■ Short problem
Without including any pictures, copy each entry below exactly.

■ Data supplied
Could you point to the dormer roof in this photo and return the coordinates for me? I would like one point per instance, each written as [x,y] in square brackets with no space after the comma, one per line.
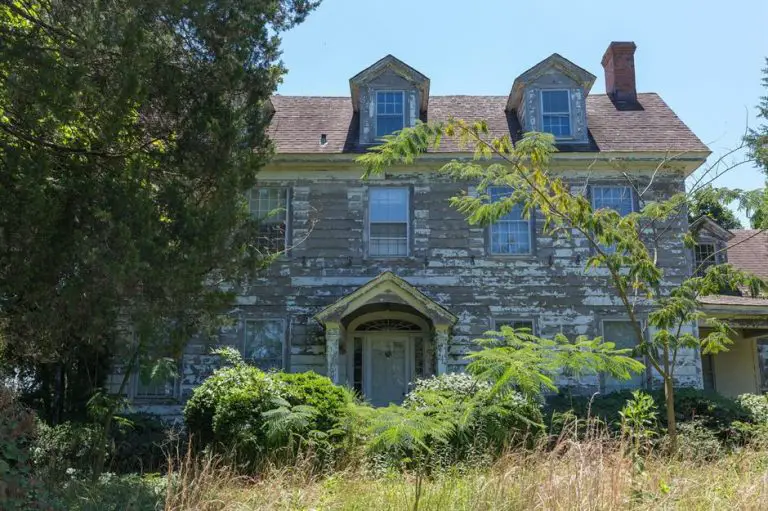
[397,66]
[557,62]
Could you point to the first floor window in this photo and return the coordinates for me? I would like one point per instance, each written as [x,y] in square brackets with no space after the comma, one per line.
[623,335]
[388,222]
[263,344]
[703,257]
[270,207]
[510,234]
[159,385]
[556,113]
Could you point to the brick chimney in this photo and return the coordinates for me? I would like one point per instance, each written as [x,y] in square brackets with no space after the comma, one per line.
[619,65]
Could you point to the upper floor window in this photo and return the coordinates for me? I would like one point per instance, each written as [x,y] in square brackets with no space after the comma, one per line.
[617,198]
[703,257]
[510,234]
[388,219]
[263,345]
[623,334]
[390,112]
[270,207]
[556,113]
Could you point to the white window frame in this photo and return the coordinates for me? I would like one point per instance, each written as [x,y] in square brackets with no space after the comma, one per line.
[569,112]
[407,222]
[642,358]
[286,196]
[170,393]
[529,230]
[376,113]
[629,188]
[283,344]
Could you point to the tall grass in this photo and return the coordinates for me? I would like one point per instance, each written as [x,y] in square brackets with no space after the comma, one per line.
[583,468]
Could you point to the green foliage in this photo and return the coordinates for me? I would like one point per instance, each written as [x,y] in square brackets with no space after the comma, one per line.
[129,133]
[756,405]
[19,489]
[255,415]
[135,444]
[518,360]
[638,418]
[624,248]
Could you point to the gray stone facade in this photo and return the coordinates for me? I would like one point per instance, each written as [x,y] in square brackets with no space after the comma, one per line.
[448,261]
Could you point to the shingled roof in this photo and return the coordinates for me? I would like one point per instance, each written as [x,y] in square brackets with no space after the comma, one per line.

■ Task answer
Could you point to the dormer roof in this photo and return the coordinates for me? I would like one point per instance, each written as [x,y] in square brackets with no space after the comma, one per line.
[397,66]
[557,62]
Could you point to the first floor window in this photo and return the coordinates for me? I would like one point per instance, each written as [x,y] in square brackets with no space after the comma, one per line.
[623,335]
[388,222]
[263,344]
[703,257]
[270,207]
[510,234]
[159,385]
[556,113]
Could you point to the brick chimney in this photo and return the coordinates for me? I would like one point per instance, each written as [x,y] in square brackets with no space after the comma, one per line.
[619,65]
Could you point to the upper floor window in this photo and return the coordinates for me? I would like one point per instance, each written as [x,y] in square brackets with no space after the comma, one per line.
[617,198]
[703,257]
[510,234]
[388,219]
[263,345]
[623,334]
[390,112]
[270,207]
[556,113]
Could you point to the white window frame in this photo and return the coordinates for me? I would like one point per instance, each written as [x,y] in square brackets with no space after the comma, one per line.
[569,112]
[407,222]
[642,358]
[286,196]
[170,393]
[529,230]
[376,113]
[629,188]
[283,344]
Could you point to the tall grass in this photo and return the coordinates for me? I would like one point per instance, each written as [x,y] in square brackets with no space after the comma, one per line.
[583,468]
Could you point to the green foliage in this photo and return the coordinates for me? I would like one point per instance, each written as [x,y] in square brackets with no space after the comma, one per line.
[129,133]
[756,405]
[19,489]
[255,415]
[135,444]
[518,360]
[638,418]
[624,248]
Could you point to the gray stone facade in this photo and return the coordinates for me? I would like one point per instance, each written as [x,y] in square brackets with no space after the comma, one per line.
[448,261]
Could you point to the shingled roof in this photo and return the coordinates for me? I would like one point per instance, each written as [x,y] in square brackets with no space after the comma, one per line.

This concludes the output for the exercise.